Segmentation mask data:

━━━━

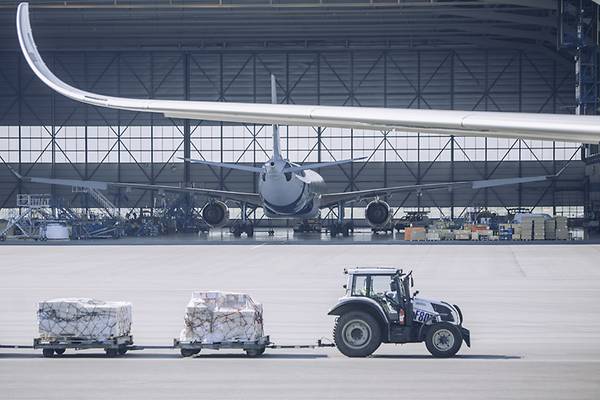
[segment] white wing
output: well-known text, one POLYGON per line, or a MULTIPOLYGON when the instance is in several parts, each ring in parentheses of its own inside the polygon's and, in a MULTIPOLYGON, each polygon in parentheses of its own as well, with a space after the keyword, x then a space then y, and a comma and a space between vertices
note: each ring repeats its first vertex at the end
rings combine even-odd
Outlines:
POLYGON ((27 3, 19 5, 17 32, 23 55, 38 78, 66 97, 101 107, 155 112, 172 118, 241 123, 399 130, 578 143, 600 142, 600 117, 596 116, 150 100, 104 96, 67 85, 48 69, 33 40, 27 3))

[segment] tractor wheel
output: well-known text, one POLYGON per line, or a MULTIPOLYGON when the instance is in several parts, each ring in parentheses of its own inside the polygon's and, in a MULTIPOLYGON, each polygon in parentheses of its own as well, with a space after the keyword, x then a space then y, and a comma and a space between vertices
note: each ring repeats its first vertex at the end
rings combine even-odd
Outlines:
POLYGON ((458 327, 448 322, 433 324, 425 337, 427 350, 438 358, 453 357, 460 350, 462 342, 462 334, 458 327))
POLYGON ((352 311, 335 321, 333 340, 345 356, 367 357, 381 345, 381 328, 371 315, 352 311))
POLYGON ((65 354, 65 350, 66 349, 54 349, 54 352, 59 355, 62 356, 63 354, 65 354))
POLYGON ((248 235, 249 238, 254 236, 254 226, 252 226, 252 225, 246 226, 246 235, 248 235))

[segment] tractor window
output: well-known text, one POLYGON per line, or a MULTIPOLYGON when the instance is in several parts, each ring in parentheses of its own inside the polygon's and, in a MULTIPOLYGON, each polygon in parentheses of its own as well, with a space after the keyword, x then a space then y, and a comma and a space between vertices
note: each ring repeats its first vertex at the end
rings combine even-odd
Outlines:
POLYGON ((383 298, 390 291, 389 275, 373 275, 371 277, 371 297, 383 298))
POLYGON ((354 275, 352 283, 352 296, 366 296, 368 291, 368 277, 366 275, 354 275))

━━━━

• _Work required_: Write every entry out again exactly, dropping the pictures.

• _Your response_:
[segment] white wing
output: well-known text, one POLYGON per line, or a MULTIPOLYGON when the instance is in several parts, each ring in parentheses of its own inside the polygon's and, in a MULTIPOLYGON, each polygon in parentheses of its own as well, with a space after the keyword, x then a space then y, and a comma and a space between vertices
note: each ring repeats its first vertex at the end
rings combine even-odd
Outlines:
POLYGON ((27 3, 19 5, 17 32, 23 55, 38 78, 66 97, 101 107, 155 112, 172 118, 241 123, 399 130, 578 143, 600 142, 600 117, 596 116, 150 100, 104 96, 67 85, 48 69, 33 40, 27 3))

[segment] tractor wheel
output: well-known text, one POLYGON per line, or a MULTIPOLYGON when the instance is in several parts, each ring in parentheses of its own inside the polygon's and, in a MULTIPOLYGON, each polygon in parentheses of its own as well, with a space after the keyword, x then a space then y, and a comma and a space between vertices
note: each ring repeats its first vertex at the end
rings combine even-odd
Outlines:
POLYGON ((458 327, 448 322, 433 324, 425 337, 427 350, 438 358, 453 357, 460 350, 462 342, 462 334, 458 327))
POLYGON ((352 311, 335 321, 333 340, 345 356, 367 357, 381 345, 381 328, 371 315, 352 311))
POLYGON ((65 354, 65 350, 66 349, 54 349, 54 352, 59 355, 62 356, 63 354, 65 354))
POLYGON ((248 235, 249 238, 254 236, 254 226, 252 226, 252 225, 246 226, 246 235, 248 235))

[segment] tractor window
output: well-known text, one POLYGON per line, or a MULTIPOLYGON when the instance is in several parts, each ring in parentheses of its own inside the polygon's and, in a MULTIPOLYGON, each polygon in parentheses of its own as well, with a space after the keyword, x then a space then y, and a comma and a space between vertices
note: each ring repeats its first vertex at the end
rings combine even-odd
Outlines:
POLYGON ((383 298, 390 291, 389 275, 373 275, 371 277, 371 297, 383 298))
POLYGON ((354 275, 352 283, 352 296, 366 296, 368 291, 368 277, 366 275, 354 275))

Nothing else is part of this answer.